■ **Aim of the exercise**
Write the data out again, exactly as given.

(Collection entries)
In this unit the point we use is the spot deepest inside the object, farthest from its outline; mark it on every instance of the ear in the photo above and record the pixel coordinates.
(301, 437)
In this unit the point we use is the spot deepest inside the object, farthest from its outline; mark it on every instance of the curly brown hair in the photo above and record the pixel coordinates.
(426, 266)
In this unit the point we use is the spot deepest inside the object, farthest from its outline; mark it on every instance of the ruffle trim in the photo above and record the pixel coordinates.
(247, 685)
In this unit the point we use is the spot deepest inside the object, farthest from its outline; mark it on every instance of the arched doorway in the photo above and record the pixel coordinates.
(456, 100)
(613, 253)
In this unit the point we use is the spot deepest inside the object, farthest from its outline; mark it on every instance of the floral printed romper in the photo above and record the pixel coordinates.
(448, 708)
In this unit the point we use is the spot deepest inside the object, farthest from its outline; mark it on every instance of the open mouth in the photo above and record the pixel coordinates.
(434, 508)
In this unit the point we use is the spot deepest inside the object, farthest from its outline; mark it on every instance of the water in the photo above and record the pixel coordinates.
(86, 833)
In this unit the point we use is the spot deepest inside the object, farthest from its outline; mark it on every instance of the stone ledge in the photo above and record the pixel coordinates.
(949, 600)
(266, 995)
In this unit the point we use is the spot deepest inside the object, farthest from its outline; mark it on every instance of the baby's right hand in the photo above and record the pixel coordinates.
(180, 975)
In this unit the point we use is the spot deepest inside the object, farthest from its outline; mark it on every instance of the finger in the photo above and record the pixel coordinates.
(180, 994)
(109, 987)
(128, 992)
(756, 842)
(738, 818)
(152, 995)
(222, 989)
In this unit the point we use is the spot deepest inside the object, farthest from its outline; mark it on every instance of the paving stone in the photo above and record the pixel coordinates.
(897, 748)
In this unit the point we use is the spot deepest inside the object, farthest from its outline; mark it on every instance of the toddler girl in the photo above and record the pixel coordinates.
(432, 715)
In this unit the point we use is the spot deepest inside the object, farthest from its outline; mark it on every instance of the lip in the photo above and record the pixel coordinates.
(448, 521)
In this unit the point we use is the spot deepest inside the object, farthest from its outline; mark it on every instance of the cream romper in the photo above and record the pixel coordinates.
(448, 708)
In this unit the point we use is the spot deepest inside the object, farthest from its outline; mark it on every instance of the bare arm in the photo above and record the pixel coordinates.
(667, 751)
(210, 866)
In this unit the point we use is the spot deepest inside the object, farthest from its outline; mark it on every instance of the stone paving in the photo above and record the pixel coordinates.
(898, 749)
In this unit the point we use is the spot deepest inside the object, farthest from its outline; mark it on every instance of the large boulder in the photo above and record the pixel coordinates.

■ **Task result**
In this unit the point we use is the spot deepest inside the object, farthest from its outline; mark it on every instance of the ear in the photo above and record the pixel coordinates.
(301, 437)
In this unit the point we use is the spot deepest inside the object, farthest from its outline; mark it on every instance of the curly brown hair in the photo above and record the pixel coordinates.
(426, 266)
In this unit the point we use is the spot deepest inside the object, farthest from its outline; mark it on every instance of the ruffle trim in the photo above and record the pixel coordinates.
(247, 685)
In this unit the point we use is the spot deepest inside the object, farthest from its outline; mark it on every instance of the arched doorway in the photo above and record the pixel coordinates.
(456, 100)
(613, 253)
In this unit the point we use is the spot deepest inside the object, farthest from its outline; mark it on every instance of the floral printed romper in the photo above and record the pixel coordinates.
(448, 708)
In this unit the point we use is the spot deepest inside the object, farthest from its outline; mark it on every instance of the open mouth in the photo above and record the pixel coordinates.
(434, 508)
In this unit the point we use is the spot deepest inside the object, farthest from its outline; mark it on every instance of the water in the photo above and record the pixel coordinates.
(86, 833)
In this unit the point we use is the spot deepest inside the object, farthest from its outline; mark it on every instance of the stone ledge in the photo above and record the pixel coordinates.
(949, 600)
(266, 995)
In this unit the point we use is the spot deepest inside the object, farthest from its outline; mark it on every instance of the baby's right hand in the photo above and record the pixel coordinates.
(180, 975)
In this unit the point we use is the spot deepest inside the object, farthest from its outline; mark it on every instance of the finger in the photo above and record the pixel coordinates.
(180, 994)
(109, 987)
(128, 992)
(756, 842)
(738, 818)
(152, 995)
(222, 989)
In this unit the point we use is the spot deepest inside the object, farthest from its outline; mark it on every instance of the paving stone in the photo above and record the pixel coordinates.
(897, 748)
In this unit the point we use is the spot deepest inside the object, farthest from its outline; mark it on every instance of the toddler girl in the photo above and record the pixel coordinates.
(432, 715)
In this unit the point we use is the spot deepest inside the object, farthest from its outline; mark it on every instance of the lip in the photo above and record the pixel coordinates.
(448, 521)
In this unit the point we use is the spot deepest inside the object, farthest from its outline; mark it on every instance of the cream romper in the photo above and record the pixel coordinates.
(448, 708)
In this unit the point we use is the spot deepest inside the object, farthest from its outline; mark it on every instance of the bare arm in the photo above and record the pixel coordinates.
(667, 751)
(210, 866)
In this unit the point we use is the spot deepest inside the object, farthest from its outline; mark it on every instance of the stone paving in the photo above and record the pixel coordinates.
(898, 749)
In this unit the point we use is the spot deepest inside the object, farthest from its outline; mark it on every instance of the large boulder in the photo above and record the pixel coordinates.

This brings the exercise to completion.